▽

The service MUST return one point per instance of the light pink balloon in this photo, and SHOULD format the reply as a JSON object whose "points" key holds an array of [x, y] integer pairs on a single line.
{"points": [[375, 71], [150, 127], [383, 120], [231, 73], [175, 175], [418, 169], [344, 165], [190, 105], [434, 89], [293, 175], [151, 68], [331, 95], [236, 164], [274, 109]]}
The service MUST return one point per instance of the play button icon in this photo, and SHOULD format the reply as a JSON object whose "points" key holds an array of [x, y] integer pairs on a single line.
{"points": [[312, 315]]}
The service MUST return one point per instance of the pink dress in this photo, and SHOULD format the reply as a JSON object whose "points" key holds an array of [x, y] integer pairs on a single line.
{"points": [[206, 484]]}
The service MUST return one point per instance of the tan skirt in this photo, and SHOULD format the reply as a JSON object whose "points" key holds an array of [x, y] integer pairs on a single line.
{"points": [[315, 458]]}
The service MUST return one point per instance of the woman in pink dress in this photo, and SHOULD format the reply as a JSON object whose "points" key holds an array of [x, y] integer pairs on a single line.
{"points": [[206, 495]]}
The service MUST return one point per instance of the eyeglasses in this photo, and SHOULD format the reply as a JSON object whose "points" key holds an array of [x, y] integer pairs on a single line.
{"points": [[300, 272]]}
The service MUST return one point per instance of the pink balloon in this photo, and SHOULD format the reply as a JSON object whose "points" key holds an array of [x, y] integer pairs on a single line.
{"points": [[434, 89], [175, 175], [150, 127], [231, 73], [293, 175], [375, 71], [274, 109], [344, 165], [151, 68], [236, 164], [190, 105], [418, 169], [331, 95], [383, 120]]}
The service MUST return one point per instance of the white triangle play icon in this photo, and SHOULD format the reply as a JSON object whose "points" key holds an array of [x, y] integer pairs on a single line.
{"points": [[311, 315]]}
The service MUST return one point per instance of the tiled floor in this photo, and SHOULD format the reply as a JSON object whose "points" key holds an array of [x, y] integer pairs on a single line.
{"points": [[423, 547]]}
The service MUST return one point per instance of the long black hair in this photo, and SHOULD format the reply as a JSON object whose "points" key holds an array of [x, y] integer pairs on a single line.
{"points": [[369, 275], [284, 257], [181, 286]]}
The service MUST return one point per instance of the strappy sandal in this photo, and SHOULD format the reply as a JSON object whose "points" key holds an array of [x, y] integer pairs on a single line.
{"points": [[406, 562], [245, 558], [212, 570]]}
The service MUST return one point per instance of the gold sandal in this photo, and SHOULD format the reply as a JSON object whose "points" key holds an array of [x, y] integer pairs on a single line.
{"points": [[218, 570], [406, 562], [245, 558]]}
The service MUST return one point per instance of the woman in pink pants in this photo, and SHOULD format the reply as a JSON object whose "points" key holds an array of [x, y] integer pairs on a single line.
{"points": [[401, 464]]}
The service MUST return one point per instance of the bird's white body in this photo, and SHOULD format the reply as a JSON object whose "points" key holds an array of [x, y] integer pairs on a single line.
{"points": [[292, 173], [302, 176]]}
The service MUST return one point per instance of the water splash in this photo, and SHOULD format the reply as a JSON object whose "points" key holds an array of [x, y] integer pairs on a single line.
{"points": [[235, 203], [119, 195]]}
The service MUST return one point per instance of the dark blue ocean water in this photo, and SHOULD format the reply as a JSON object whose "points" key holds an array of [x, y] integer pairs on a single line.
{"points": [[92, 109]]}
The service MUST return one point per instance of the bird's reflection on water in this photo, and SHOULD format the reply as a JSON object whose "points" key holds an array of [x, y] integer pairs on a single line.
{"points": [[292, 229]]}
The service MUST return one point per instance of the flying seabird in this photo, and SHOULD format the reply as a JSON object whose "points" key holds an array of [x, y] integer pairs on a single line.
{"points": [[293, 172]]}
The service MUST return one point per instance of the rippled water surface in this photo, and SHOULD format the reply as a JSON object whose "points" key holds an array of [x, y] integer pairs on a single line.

△

-- Stated problem --
Copy the data above in full, character for character.

-- Task answer --
The service MUST return one point per instance of the light pink balloon in this photo, and SHOULD format the reply as a JSON object whose "points" key holds an array of [x, y] integer pairs on a single line.
{"points": [[375, 71], [150, 127], [383, 120], [231, 73], [175, 175], [418, 169], [344, 165], [190, 105], [434, 89], [293, 175], [151, 68], [331, 95], [236, 164], [274, 109]]}
The service MUST return one point per instance of the play button icon in this photo, and SHOULD format the reply as a JSON object whose "points" key holds an array of [x, y] integer pairs on a single line.
{"points": [[312, 315]]}
The service MUST return one point per instance of the pink dress in this photo, and SHOULD format the reply as a JSON object whose "points" key holds an array of [x, y] integer pairs on a single line.
{"points": [[206, 484]]}
The service MUST return one point per instance of the tan skirt in this photo, and SHOULD format the reply as a JSON object whose "points" key holds an array of [x, y] integer pairs on a single line.
{"points": [[315, 458]]}
The service MUST return one point per instance of the woman in pink dress in this photo, and SHOULD format the reply as a JSON object whose "points" key holds an array of [x, y] integer pairs on a single line.
{"points": [[206, 495]]}
The service MUST return one point per instance of the eyeglasses in this photo, and SHOULD format the reply as a JSON object whose "points" key holds an array of [x, y] integer pairs on a single line.
{"points": [[300, 272]]}
The service MUST return one point per instance of the pink balloon in this photo, and SHOULD format the reply as a JSON object whose "points" key holds an array of [x, y] integer pairs on a single line.
{"points": [[434, 89], [175, 175], [150, 127], [231, 73], [293, 175], [375, 71], [274, 109], [344, 165], [151, 68], [236, 164], [190, 105], [418, 169], [331, 95], [383, 120]]}
The service MUST return one point per instance of the white triangle play icon in this photo, and SHOULD format the reply as a JSON object whose "points" key holds an array of [x, y] integer pairs on a single line.
{"points": [[311, 315]]}
The service MUST return one point per instance of the tiled floor in this photo, and SHOULD format the reply as a JSON object whose "points" key holds an array of [x, y] integer pairs on a single line.
{"points": [[423, 547]]}
The service MUST return one point per instance of the long black hair in this photo, and SHOULD format the reply as a JSON object whose "points" key holds an array of [x, y] integer pairs on a single line.
{"points": [[369, 275], [284, 257], [181, 286]]}
The service MUST return one point per instance of the strappy sandal in this photo, and SHOULD format the reply as a JSON object whose "points" key holds an array of [x, y] integer pairs on a single line.
{"points": [[406, 562], [245, 558], [212, 570]]}
The service MUST return one point per instance of the gold sandal in this photo, and SHOULD format the reply as a JSON object whose "points" key holds an array of [x, y] integer pairs on a single line.
{"points": [[218, 570], [406, 562], [245, 558]]}
The service MUST return one point per instance of the woman in pink pants in this photo, and SHOULD format the reply as a JSON object whose "points" key holds an array of [x, y] integer pairs on a single line.
{"points": [[401, 464]]}
The service MUST return one point per instance of the bird's white body in this photo, and SHOULD format the reply as a JSON object whose "points" key holds an array of [x, y] integer pairs on a single line.
{"points": [[292, 173], [302, 176]]}
The service MUST return one point per instance of the water splash in this photo, and SHOULD format the reply as a JSON object whose "points" key holds an array of [x, y] integer pairs on a single line.
{"points": [[235, 203], [119, 195]]}
The service MUST return one point per instance of the dark blue ocean water in this photo, and SHOULD format the reply as a JSON object whose "points" key holds an array of [x, y] integer pairs on a single line.
{"points": [[92, 109]]}
The service MUST return one point per instance of the bird's reflection on water in this photo, and SHOULD format the reply as a JSON object whose "points" key holds an array of [x, y] integer pairs on a single line.
{"points": [[292, 229]]}
The service MUST return one point per instance of the flying seabird in this photo, and SHOULD format the reply as a JSON object whose "points" key holds an array of [x, y] integer pairs on a single line.
{"points": [[293, 172]]}
The service MUST return one point per instance of the rippled water surface in this photo, and SHOULD format the reply as a JSON object whose "points" key holds an array of [x, y] integer pairs on a single line.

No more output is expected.